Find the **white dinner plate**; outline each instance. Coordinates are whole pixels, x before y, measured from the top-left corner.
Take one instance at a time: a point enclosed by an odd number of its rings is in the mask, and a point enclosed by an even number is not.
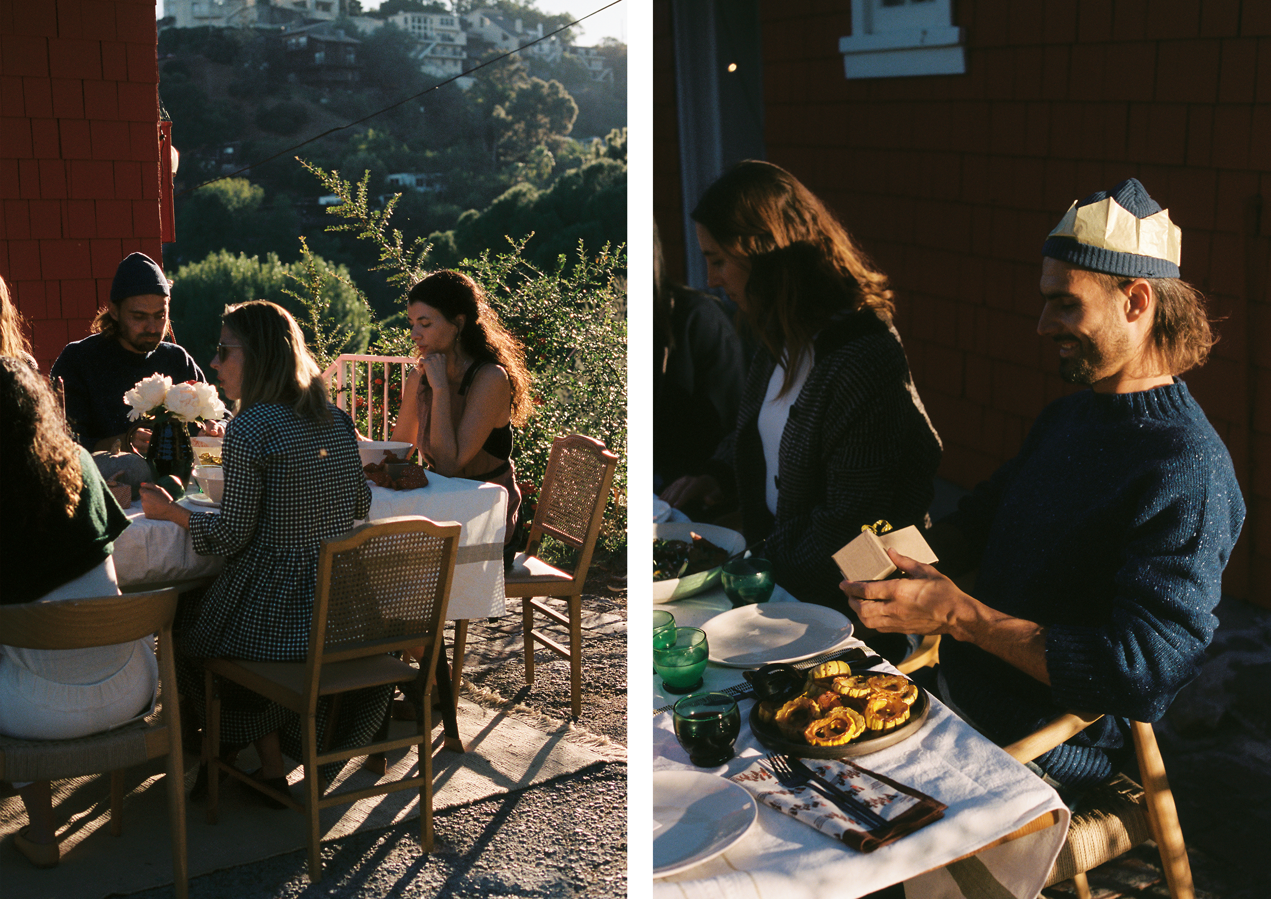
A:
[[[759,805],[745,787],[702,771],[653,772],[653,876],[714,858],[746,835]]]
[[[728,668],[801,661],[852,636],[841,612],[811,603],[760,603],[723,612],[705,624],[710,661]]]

==================================================

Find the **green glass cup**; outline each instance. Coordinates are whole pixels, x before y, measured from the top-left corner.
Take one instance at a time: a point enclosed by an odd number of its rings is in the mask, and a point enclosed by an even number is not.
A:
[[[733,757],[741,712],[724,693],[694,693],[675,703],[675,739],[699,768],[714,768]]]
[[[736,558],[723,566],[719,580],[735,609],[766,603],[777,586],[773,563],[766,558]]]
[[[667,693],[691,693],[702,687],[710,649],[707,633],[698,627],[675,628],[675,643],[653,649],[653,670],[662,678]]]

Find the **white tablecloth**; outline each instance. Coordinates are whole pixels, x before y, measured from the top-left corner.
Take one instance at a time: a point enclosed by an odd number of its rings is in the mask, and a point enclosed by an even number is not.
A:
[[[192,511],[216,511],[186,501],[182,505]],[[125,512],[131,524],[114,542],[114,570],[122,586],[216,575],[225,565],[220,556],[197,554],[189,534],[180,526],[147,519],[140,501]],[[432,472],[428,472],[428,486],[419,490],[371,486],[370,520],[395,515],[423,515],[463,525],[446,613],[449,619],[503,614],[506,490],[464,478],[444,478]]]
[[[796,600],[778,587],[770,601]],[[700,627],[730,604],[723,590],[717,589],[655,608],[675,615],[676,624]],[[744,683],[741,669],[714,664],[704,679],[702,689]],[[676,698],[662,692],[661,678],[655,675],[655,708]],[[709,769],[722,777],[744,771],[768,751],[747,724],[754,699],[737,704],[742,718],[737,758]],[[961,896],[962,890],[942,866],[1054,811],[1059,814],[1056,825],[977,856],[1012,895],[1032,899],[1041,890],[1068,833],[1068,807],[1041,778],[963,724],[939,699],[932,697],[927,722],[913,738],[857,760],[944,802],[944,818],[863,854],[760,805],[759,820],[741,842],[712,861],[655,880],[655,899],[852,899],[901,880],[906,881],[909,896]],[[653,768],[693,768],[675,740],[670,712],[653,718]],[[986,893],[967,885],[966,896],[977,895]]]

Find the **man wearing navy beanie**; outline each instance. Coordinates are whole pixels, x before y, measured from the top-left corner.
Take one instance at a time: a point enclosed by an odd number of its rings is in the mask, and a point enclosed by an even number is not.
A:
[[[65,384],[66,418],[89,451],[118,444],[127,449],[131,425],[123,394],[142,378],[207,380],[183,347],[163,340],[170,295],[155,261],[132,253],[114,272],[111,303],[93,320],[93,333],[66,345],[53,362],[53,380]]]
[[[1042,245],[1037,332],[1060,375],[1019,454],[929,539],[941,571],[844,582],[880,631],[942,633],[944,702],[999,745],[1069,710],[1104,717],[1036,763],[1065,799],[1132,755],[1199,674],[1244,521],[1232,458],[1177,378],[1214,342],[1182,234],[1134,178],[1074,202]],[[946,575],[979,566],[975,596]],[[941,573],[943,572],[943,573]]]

==================================================

WHAT YOU NEED TO DO: Extract every line of the records that contains the string "Coordinates", matching case exactly.

FINISHED TASK:
Find the **white dinner plate**; outline each instance. Coordinates are whole pixels, x before y, measured from the top-left corner.
Find the **green glass cup**; outline each instance. Coordinates are whole pixels, x before y, measured from the top-left corner.
Find the **white tablecloth**; outline each instance. Coordinates are whole pixels, x before y, measured from the top-left corner.
Find the **man wearing navy beanie**; outline each instance. Coordinates are whole pixels, x before y, measured from the top-left corner.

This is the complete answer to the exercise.